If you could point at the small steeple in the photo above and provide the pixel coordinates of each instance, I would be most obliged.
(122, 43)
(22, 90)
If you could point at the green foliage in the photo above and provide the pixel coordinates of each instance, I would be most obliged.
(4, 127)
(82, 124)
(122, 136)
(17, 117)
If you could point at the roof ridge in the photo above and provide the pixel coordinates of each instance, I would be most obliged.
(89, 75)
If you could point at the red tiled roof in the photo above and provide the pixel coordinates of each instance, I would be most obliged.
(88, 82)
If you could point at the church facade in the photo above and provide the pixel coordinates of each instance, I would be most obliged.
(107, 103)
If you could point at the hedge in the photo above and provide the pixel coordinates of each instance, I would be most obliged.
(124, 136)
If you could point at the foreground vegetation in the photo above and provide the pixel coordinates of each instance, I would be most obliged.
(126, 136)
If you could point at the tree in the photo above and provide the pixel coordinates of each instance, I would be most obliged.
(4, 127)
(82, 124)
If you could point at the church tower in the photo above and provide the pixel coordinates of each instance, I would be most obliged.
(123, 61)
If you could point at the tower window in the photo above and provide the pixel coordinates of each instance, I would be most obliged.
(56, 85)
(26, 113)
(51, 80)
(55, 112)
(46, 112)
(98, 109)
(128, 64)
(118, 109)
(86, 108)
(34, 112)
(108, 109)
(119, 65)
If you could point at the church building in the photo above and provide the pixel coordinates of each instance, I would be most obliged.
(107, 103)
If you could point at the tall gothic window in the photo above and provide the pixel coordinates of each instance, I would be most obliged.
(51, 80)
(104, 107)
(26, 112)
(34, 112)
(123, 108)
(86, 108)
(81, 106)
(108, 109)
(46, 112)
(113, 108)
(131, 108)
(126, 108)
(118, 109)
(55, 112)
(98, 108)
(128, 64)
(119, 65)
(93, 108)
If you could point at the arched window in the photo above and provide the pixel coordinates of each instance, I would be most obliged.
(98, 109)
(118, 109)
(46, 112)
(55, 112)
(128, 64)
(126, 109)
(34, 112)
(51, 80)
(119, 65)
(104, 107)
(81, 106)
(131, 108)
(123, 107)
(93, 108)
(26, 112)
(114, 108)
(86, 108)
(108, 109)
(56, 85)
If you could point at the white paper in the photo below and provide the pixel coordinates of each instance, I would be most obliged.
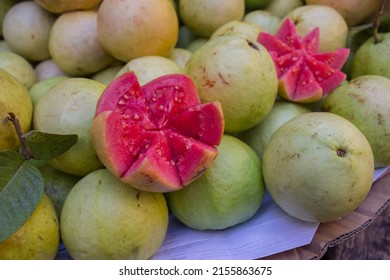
(269, 232)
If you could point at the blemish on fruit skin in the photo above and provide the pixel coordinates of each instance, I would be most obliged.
(341, 152)
(222, 79)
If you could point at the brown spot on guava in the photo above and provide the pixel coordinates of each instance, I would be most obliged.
(252, 45)
(341, 152)
(222, 79)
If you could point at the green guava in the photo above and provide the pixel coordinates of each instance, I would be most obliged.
(229, 193)
(74, 44)
(26, 29)
(57, 185)
(333, 27)
(204, 17)
(69, 108)
(150, 67)
(258, 137)
(371, 58)
(318, 167)
(131, 29)
(102, 218)
(18, 67)
(365, 101)
(240, 74)
(37, 239)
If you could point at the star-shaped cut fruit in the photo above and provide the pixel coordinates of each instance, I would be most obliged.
(305, 75)
(158, 137)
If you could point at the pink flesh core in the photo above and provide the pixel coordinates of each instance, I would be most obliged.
(334, 59)
(118, 92)
(154, 165)
(287, 34)
(304, 75)
(191, 157)
(168, 96)
(198, 120)
(136, 147)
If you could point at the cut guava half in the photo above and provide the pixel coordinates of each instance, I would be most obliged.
(304, 74)
(158, 137)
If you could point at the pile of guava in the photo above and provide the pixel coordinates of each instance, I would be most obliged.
(117, 116)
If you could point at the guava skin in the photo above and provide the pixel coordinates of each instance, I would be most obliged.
(333, 27)
(318, 167)
(228, 193)
(103, 218)
(240, 74)
(365, 101)
(14, 98)
(68, 108)
(259, 136)
(126, 35)
(372, 58)
(37, 239)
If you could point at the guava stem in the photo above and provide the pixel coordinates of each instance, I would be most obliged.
(377, 21)
(26, 152)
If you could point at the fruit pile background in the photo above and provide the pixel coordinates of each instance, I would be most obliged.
(289, 104)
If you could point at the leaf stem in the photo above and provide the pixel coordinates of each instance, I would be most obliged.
(26, 152)
(377, 22)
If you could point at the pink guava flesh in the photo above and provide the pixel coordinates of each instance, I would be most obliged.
(304, 74)
(158, 137)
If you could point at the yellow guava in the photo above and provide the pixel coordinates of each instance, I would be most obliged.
(37, 239)
(102, 218)
(14, 98)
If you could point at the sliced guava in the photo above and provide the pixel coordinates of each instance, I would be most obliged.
(158, 137)
(304, 74)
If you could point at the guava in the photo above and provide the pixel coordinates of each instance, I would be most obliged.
(48, 69)
(371, 58)
(353, 11)
(5, 6)
(157, 137)
(305, 74)
(204, 17)
(256, 4)
(264, 19)
(19, 67)
(62, 6)
(106, 75)
(281, 8)
(134, 28)
(240, 74)
(37, 239)
(40, 87)
(196, 44)
(103, 218)
(26, 29)
(14, 98)
(333, 27)
(365, 101)
(147, 68)
(57, 185)
(68, 108)
(318, 167)
(74, 44)
(248, 30)
(229, 193)
(258, 137)
(180, 56)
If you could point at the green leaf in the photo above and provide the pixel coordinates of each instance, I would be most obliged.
(21, 188)
(47, 146)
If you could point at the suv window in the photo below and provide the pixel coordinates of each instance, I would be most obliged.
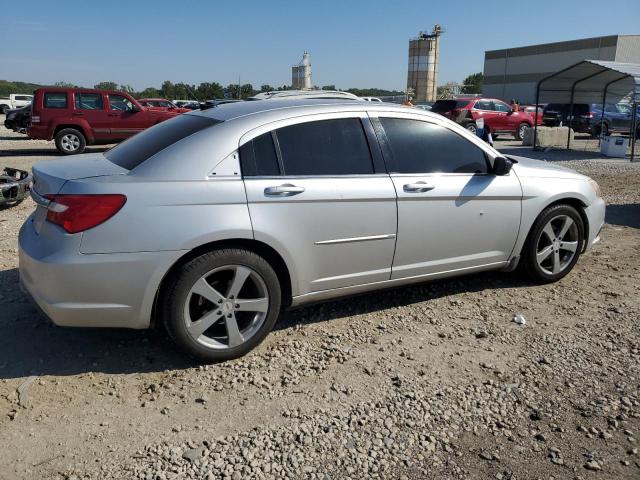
(325, 147)
(120, 103)
(134, 151)
(422, 147)
(501, 107)
(88, 101)
(483, 105)
(258, 157)
(55, 100)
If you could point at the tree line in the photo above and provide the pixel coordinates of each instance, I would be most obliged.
(185, 91)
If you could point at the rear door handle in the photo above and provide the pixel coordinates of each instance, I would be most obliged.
(285, 190)
(418, 187)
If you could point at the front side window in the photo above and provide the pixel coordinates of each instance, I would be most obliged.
(483, 105)
(325, 147)
(120, 103)
(501, 107)
(89, 101)
(422, 147)
(55, 100)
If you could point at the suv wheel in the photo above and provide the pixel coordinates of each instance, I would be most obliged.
(522, 129)
(472, 128)
(554, 244)
(70, 141)
(222, 304)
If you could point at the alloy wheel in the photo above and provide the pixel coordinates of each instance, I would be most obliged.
(557, 244)
(70, 142)
(226, 307)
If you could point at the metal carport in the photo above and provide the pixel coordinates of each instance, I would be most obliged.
(591, 81)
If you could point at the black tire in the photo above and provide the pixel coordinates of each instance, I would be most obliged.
(70, 148)
(176, 294)
(520, 131)
(528, 261)
(472, 127)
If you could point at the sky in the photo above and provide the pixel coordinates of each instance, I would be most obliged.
(353, 43)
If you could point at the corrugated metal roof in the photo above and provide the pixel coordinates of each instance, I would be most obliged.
(588, 79)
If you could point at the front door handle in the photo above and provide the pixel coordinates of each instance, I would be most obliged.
(418, 187)
(285, 190)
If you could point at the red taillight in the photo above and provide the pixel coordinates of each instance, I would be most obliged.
(77, 213)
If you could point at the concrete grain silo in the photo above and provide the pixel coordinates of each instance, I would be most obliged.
(301, 74)
(424, 57)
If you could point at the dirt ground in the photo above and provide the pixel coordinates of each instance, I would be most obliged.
(432, 381)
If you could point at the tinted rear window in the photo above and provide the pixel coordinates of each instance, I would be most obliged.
(448, 105)
(134, 151)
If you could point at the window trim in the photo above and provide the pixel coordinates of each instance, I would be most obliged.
(388, 155)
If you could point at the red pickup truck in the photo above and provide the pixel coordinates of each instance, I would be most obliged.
(77, 117)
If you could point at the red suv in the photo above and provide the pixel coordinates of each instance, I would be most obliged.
(498, 116)
(77, 117)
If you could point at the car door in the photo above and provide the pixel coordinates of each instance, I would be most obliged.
(502, 116)
(90, 107)
(453, 214)
(316, 193)
(125, 119)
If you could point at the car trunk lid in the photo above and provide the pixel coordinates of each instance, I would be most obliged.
(50, 176)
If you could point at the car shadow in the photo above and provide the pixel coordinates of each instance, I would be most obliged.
(31, 345)
(626, 215)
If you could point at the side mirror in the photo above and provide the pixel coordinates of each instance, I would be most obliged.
(502, 165)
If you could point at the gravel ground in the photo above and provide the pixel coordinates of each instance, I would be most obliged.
(432, 381)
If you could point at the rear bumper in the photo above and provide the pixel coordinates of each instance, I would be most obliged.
(102, 290)
(595, 214)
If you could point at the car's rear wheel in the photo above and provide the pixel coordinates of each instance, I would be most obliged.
(70, 141)
(554, 244)
(522, 130)
(222, 304)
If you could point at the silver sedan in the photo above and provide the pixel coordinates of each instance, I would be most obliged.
(213, 222)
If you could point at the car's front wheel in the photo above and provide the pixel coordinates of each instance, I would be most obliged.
(222, 304)
(70, 141)
(554, 244)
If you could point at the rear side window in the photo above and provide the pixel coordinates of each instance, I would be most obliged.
(134, 151)
(258, 157)
(422, 147)
(55, 100)
(88, 101)
(326, 147)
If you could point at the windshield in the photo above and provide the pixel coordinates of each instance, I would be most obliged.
(139, 148)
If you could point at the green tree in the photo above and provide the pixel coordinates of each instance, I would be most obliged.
(209, 91)
(473, 83)
(106, 86)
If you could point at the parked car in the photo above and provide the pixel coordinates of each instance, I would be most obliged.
(18, 119)
(299, 94)
(589, 118)
(14, 101)
(161, 104)
(212, 222)
(77, 117)
(498, 117)
(531, 110)
(14, 186)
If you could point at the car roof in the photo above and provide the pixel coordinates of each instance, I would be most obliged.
(230, 111)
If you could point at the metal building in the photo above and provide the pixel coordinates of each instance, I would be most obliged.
(424, 55)
(301, 74)
(515, 72)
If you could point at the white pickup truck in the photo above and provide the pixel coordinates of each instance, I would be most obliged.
(15, 100)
:::::
The lines to output run from the one containing "If you could point at the metal building" through the last line of the records above; repeat them exactly and nothing more.

If you could point at the metal building in the photo above and provide the pixel coordinates of each instance, I would be most obliged.
(424, 55)
(301, 74)
(515, 72)
If you could point at the white pickup truck in the photo above and provide the pixel coordinates of each instance, I would be most obliged.
(15, 100)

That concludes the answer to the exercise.